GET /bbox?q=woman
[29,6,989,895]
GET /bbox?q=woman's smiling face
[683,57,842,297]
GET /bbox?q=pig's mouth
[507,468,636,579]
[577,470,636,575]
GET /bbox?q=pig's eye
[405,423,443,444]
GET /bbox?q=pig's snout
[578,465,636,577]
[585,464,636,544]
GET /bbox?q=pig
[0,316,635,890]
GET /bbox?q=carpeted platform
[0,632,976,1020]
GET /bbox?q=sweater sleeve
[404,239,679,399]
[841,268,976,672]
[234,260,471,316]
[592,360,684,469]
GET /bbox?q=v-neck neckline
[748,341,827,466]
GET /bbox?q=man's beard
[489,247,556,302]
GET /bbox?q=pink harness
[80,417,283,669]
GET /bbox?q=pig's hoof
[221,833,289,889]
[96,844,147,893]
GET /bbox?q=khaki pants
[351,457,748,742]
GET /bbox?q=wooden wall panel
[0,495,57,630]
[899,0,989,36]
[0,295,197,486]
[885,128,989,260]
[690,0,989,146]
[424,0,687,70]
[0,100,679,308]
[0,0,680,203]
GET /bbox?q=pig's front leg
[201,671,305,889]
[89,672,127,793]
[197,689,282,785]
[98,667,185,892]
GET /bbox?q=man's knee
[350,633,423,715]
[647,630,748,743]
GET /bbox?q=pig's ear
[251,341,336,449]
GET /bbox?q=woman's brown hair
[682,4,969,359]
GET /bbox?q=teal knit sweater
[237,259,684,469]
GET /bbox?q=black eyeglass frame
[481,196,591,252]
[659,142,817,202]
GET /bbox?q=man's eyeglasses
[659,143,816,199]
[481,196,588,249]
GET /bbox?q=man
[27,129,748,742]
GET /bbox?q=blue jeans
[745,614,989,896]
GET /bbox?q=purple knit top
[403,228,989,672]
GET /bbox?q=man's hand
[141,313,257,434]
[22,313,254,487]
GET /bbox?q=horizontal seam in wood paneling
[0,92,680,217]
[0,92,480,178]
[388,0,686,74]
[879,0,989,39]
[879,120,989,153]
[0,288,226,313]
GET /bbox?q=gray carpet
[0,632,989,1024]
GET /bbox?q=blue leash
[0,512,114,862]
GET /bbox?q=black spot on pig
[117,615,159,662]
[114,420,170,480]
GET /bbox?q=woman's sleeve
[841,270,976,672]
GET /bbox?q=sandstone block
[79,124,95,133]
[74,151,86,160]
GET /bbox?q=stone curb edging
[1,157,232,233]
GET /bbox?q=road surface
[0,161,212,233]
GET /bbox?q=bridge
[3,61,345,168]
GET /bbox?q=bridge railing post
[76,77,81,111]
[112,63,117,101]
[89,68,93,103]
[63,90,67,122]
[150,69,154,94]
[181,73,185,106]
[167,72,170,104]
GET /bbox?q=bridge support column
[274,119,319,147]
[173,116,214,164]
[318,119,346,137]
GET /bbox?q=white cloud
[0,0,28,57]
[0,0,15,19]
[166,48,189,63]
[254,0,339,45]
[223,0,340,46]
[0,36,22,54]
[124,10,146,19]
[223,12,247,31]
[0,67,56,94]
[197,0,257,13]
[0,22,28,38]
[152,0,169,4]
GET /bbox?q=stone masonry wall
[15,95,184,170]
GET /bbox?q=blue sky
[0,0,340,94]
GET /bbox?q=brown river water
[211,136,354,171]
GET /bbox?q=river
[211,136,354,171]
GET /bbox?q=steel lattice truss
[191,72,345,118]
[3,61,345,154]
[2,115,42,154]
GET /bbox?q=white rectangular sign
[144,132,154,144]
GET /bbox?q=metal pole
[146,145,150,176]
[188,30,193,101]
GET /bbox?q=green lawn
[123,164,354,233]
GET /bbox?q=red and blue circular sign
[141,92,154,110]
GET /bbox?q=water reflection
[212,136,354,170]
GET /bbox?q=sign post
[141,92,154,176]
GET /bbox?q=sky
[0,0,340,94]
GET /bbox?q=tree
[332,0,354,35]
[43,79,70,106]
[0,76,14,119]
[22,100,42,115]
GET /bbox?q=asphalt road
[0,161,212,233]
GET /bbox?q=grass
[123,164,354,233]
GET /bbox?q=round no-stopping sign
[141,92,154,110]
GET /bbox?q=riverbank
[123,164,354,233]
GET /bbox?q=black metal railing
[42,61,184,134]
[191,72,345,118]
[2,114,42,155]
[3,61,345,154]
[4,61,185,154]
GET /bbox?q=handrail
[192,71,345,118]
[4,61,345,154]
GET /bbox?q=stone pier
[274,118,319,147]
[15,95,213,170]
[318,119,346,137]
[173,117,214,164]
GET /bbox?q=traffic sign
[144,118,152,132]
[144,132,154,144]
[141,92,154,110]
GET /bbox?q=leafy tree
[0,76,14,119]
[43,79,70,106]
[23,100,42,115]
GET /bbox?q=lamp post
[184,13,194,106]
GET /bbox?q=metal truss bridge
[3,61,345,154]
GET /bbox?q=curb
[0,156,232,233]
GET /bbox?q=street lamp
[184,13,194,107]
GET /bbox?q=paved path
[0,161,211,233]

━━━━━━━━━━━━━━━━━━━━━━━━━━━━━━

The problem
Scale the stretch of rows from the first one above through the line containing "[585,464,636,544]", both ends included. Write those lines out again, requests included, with every bounding-box coordinate multiplied by 2.35 and rounded to a whole number, halves rounding up.

Result
GET /bbox?q=woman
[68,14,2324,2103]
GET /bbox?q=woman's smiling face
[1605,134,1979,698]
GET /bbox?q=pig's mouth
[1191,1100,1495,1361]
[1356,1105,1495,1351]
GET /bbox?q=pig's eye
[952,994,1041,1043]
GET /bbox?q=pig's snout
[1358,1093,1495,1356]
[1375,1090,1495,1278]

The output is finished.